═══ TEXT SEGMENT
They said they chose to study Yondr because its lockable pouches have become the most common and consistently enforced storage device at schools with bell-to-bell bans.
Published by the nonprofit National Bureau of Economic Research, the 110-page working paper is the largest study to date on jurisdictions that have restricted cellphones in public schools since 2023.
It is also the first to analyze cellphone use data rather than self-reported numbers from schools with “no show” policies that require students to merely keep their devices out of sight.
The Phone-Free Schools State Report Card assesses the District of Columbia and 23 states — including Texas, New York, Indiana, Virginia and Oregon — with bell-to-bell bans on student cellphones.
Tennessee and seven other states have banned cellphone use during class time only. Another nine, including California and Minnesota, require school districts to devise their own restrictions.
Education and mental health experts not connected to the study said more research is needed before drawing any conclusions about bell-to-bell bans.
“Other studies have found that cellphone bans improve academic achievement and also that they increase school attendance,” said Keith Humphreys, a Stanford University psychologist and addiction researcher. “But even if that were not the case, student well-being is worth improving. What this study shows is that having access to cellphones makes kids feel worse.”
Jessica Pearson, an adolescent guide at Montessori Children’s House of Lansing in Michigan, said the study affirms her pre-K-6 school’s decision to lock phones in pouches all day.
══════
═══ EXTRACTED DATA
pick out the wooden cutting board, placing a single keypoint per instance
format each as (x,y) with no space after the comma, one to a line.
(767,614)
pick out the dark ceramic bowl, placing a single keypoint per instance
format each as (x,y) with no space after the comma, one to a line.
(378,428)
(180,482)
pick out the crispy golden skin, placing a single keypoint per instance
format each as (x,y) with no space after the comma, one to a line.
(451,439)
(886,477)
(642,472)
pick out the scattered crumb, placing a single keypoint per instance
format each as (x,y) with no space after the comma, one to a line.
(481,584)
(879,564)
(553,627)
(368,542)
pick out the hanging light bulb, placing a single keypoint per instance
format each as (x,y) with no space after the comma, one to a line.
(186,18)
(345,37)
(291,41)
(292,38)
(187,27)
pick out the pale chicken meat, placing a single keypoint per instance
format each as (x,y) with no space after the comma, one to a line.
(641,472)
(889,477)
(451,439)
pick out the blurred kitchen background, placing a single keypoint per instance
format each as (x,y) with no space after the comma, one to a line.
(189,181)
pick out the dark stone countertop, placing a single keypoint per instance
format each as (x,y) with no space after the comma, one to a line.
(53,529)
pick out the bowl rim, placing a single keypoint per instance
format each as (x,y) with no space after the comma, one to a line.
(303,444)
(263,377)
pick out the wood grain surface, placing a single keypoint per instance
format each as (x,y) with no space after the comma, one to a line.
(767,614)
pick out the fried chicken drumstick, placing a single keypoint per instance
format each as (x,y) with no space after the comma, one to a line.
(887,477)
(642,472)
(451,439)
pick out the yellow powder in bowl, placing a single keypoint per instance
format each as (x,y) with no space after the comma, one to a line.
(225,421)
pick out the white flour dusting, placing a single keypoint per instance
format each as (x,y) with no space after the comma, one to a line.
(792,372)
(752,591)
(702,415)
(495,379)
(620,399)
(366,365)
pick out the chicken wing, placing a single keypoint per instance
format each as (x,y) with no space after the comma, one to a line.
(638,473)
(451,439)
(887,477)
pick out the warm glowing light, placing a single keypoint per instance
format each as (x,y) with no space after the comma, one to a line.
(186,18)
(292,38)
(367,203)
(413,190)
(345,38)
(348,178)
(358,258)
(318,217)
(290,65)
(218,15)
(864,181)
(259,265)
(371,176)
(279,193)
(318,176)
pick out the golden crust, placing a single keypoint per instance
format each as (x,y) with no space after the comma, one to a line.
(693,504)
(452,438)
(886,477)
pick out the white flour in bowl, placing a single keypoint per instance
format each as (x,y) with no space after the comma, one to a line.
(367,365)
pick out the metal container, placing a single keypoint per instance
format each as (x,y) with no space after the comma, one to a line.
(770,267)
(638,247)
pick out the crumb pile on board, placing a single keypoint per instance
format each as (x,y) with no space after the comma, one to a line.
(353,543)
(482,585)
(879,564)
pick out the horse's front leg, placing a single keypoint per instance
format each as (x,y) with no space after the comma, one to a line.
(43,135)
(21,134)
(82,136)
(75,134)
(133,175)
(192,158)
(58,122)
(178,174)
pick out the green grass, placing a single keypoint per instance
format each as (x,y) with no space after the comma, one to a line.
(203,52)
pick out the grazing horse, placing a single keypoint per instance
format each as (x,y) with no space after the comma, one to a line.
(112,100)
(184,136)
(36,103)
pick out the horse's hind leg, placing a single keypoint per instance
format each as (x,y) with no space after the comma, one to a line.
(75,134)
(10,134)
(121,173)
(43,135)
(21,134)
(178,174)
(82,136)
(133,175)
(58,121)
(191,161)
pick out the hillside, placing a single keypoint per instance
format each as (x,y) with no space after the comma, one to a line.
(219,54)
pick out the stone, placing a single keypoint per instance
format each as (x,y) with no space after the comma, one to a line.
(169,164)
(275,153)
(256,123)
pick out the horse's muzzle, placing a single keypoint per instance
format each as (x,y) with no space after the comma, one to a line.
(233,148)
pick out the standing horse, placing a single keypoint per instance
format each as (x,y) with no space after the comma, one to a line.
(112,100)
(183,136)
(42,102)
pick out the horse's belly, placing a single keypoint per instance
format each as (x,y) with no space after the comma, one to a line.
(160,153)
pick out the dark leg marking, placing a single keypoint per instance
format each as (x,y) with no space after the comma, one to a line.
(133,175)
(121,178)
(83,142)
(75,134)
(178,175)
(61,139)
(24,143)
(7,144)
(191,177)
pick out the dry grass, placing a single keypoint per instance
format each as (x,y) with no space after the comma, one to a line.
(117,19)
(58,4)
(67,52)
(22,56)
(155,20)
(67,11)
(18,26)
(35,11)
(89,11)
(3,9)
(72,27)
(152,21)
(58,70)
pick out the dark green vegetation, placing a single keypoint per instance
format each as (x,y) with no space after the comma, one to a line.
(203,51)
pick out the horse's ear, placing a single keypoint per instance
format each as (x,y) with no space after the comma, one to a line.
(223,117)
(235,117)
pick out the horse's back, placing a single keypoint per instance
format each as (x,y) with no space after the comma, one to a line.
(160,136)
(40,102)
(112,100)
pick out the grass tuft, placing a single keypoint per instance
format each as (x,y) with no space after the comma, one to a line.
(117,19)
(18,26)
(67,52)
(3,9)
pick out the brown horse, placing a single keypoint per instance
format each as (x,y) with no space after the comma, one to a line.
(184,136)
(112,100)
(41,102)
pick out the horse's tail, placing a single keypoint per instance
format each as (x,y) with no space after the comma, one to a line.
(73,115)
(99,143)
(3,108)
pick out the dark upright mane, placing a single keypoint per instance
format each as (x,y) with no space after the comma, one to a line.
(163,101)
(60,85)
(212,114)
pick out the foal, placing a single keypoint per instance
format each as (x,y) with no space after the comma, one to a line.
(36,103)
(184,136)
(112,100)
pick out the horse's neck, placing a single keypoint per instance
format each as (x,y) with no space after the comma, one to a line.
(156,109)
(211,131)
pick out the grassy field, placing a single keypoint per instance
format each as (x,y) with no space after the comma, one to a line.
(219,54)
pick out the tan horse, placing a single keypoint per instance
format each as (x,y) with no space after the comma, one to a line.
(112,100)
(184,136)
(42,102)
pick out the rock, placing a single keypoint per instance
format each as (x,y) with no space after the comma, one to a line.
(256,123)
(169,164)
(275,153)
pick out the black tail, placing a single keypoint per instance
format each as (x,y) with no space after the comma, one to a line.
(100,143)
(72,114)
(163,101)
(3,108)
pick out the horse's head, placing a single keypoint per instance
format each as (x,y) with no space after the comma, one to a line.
══════
## OBJECTIVES
a) Repeat everything from "They said they" down to "with bell-to-bell bans." in the article on school cellphone bans.
b) According to the article on school cellphone bans, which organization published the working paper?
c) Continue the article on school cellphone bans from its last sentence.
Nothing here depends on the listing.

## ANSWERS TO EACH TASK
a)
They said they chose to study Yondr because its lockable pouches have become the most common and consistently enforced storage device at schools with bell-to-bell bans.

b) The nonprofit National Bureau of Economic Research published it.

c)
“I expected to see some sort of positive impact on academic achievement, but was more interested in how students’ well-being could potentially be improved with restricting phone use,” Ms. Pearson said. “I think even a slight positive increase in student well-being in later years outweighs any detractors of banning classroom phone use.”
Anecdotal reports show that parental pushback has emboldened students to explore workarounds to the bans, such as damaging storage pouches or bringing an extra phone to school.
A 2024 Pew Research Center survey showed that 67% of adults supported banning smartphones during class time, but 36% favored bell-to-bell bans.
Parenting author Janice Robinson-Celeste said the study shows “the science is clear” that bell-to-bell bans go further than needed.
“As a parent and a former vocational public school teacher, I am against banning cellphones for students,” Ms. Robinson-Celeste said in an email. “I think they are necessary in today’s world, and not having access to them is a safety issue.”
Child safety experts have increasingly endorsed bell-to-bell bans as a corrective to artificial-intelligence-driven social media algorithms heightening youth screen addiction, anxiety and depression.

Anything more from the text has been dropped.